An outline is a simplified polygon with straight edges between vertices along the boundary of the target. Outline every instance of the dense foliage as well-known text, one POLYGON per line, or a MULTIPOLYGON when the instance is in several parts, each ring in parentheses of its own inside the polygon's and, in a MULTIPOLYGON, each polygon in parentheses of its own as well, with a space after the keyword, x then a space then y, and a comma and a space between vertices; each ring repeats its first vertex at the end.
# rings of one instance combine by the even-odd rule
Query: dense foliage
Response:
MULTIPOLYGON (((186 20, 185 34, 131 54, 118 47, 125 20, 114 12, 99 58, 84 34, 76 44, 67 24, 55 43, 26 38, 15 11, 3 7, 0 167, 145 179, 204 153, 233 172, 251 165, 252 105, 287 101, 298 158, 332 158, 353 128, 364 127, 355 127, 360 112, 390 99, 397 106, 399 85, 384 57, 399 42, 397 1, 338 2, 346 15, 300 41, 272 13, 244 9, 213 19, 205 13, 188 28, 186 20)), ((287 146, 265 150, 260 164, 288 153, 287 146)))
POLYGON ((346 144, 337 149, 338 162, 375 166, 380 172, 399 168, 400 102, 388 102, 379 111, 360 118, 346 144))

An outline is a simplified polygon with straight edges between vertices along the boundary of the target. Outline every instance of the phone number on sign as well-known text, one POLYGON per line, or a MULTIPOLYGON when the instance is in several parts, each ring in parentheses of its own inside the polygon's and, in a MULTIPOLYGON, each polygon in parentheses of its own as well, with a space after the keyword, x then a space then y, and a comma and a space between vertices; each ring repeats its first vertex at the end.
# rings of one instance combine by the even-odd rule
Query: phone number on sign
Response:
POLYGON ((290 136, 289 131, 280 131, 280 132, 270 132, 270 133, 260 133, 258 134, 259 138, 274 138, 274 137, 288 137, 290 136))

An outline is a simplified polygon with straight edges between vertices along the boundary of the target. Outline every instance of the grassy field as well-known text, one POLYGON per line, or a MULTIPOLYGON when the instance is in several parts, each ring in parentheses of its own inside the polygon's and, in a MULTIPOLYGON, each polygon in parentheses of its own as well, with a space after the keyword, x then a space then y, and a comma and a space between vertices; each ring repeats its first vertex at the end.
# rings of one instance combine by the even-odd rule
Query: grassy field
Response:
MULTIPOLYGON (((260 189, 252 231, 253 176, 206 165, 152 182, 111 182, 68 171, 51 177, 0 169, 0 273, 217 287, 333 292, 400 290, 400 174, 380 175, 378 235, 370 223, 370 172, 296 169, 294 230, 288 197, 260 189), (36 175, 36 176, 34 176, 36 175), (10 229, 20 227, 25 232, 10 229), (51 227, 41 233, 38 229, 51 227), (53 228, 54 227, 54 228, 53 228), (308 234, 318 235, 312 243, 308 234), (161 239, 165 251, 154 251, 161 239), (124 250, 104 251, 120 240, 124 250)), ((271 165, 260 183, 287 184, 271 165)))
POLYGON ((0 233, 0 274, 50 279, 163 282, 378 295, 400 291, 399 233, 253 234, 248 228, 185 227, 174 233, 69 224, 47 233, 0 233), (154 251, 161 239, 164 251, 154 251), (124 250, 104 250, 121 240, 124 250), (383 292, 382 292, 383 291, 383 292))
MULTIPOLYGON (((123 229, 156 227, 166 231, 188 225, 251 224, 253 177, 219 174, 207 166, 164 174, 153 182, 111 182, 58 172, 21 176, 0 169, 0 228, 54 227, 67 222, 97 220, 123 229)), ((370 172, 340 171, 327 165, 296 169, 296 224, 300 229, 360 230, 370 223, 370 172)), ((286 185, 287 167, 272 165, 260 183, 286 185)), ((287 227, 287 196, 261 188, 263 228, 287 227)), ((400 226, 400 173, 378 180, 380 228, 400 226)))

| Required work |
Search the listing for "Query" and copy each line holding it.

| Answer for the task |
Query: dense foliage
Query: phone number on sign
Query: grassy field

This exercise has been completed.